**What you are asked to do:**
Below are some records. Write out the line that contains "Target: sunset sky" and all lines after it, exactly, but not the pictures.

**Working data:**
****
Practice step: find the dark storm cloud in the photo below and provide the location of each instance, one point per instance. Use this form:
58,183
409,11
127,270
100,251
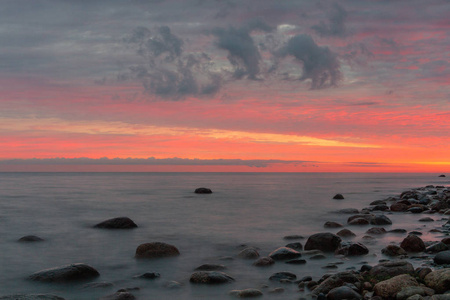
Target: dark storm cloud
335,25
318,63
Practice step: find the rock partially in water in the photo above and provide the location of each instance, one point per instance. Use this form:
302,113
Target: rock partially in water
247,293
30,238
203,190
117,223
210,277
438,280
389,288
156,250
413,243
284,253
67,273
326,242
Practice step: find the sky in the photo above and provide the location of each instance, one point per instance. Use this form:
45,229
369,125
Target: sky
225,85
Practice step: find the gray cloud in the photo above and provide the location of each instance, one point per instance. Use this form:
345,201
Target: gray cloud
336,23
319,63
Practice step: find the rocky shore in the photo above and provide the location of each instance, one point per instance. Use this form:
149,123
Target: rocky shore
394,277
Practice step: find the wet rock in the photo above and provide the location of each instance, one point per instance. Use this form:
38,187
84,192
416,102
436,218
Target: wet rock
392,268
442,258
279,276
389,288
439,280
31,297
296,246
345,233
264,262
203,190
326,242
284,253
330,224
248,253
156,250
67,273
413,243
393,250
353,249
210,277
343,292
376,230
210,267
117,223
30,238
380,220
247,293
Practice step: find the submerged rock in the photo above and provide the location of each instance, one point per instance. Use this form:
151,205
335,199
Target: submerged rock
67,273
117,223
156,250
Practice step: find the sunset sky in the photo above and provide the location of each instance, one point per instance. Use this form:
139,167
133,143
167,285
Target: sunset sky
217,85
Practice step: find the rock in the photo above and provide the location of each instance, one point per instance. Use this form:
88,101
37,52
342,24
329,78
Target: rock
335,281
31,297
152,275
345,233
296,246
283,253
67,273
264,262
376,230
392,268
283,276
442,258
247,293
209,267
248,253
210,277
330,224
437,247
117,223
203,191
413,243
30,238
439,280
326,242
343,292
156,250
393,250
389,288
380,220
353,249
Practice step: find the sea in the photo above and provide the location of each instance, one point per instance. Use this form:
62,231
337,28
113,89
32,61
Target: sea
245,209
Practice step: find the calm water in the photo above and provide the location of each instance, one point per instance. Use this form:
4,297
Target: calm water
252,209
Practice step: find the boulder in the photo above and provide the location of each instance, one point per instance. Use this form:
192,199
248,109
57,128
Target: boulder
30,238
389,288
247,293
393,250
413,243
284,253
442,258
392,268
156,250
248,253
203,190
210,277
343,292
438,280
117,223
67,273
326,242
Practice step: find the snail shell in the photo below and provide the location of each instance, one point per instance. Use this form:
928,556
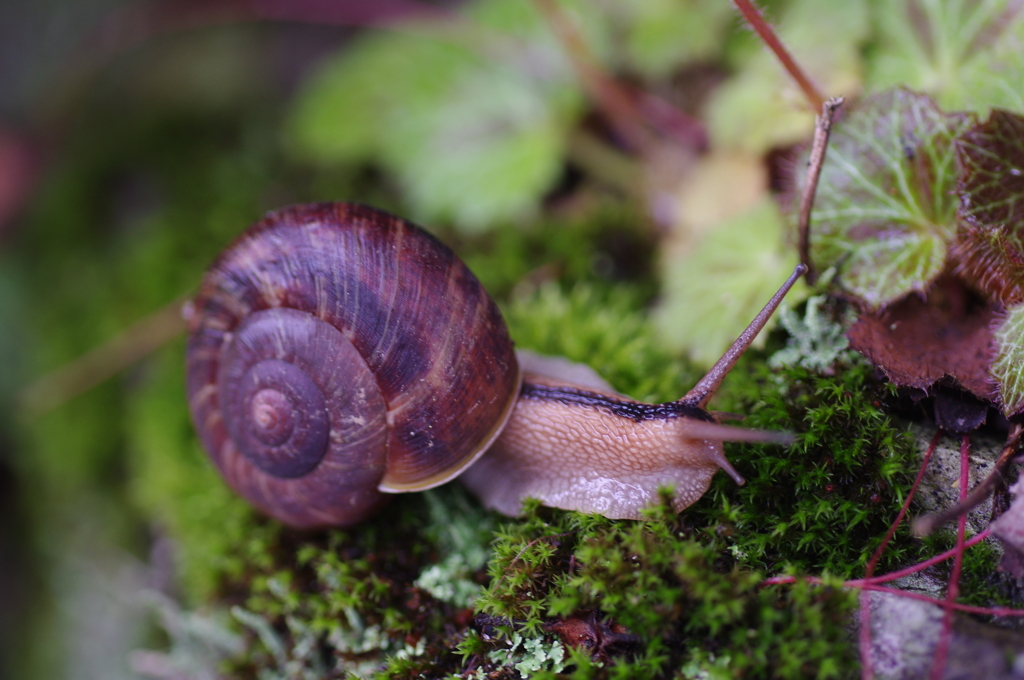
****
**Response area:**
Target: sunset sky
217,85
Practice step: find the rock in the photo above and provide the location of each instance, one point per instance. Use this form:
88,101
37,52
342,24
329,78
Target: rock
335,281
31,297
152,275
345,233
296,246
283,253
67,273
264,262
376,230
392,268
283,276
442,258
247,293
209,267
248,253
210,277
330,224
437,247
117,223
203,191
413,243
30,238
439,280
326,242
343,292
156,250
393,250
389,288
380,220
353,249
Practice step: find the sea in the photo above and provide the location of each instance, one point per instance. Use this form:
62,231
337,28
113,89
32,61
Target: sea
245,209
Practice step: find the calm water in the photo above and provide the location of each instance, one point per instance. Use this form:
4,297
Target: calm water
252,209
Practice step: find the boulder in the photo above and provide the location of each instance, one point per instance. Use this form:
192,199
248,109
57,128
Target: boulder
30,238
389,288
247,293
393,250
413,243
284,253
442,258
392,268
156,250
248,253
203,190
210,277
343,292
438,280
117,223
67,273
326,242
Practice step: find the snail shell in the photo below and provide the location of each instance, one point per instance. Use this form:
928,556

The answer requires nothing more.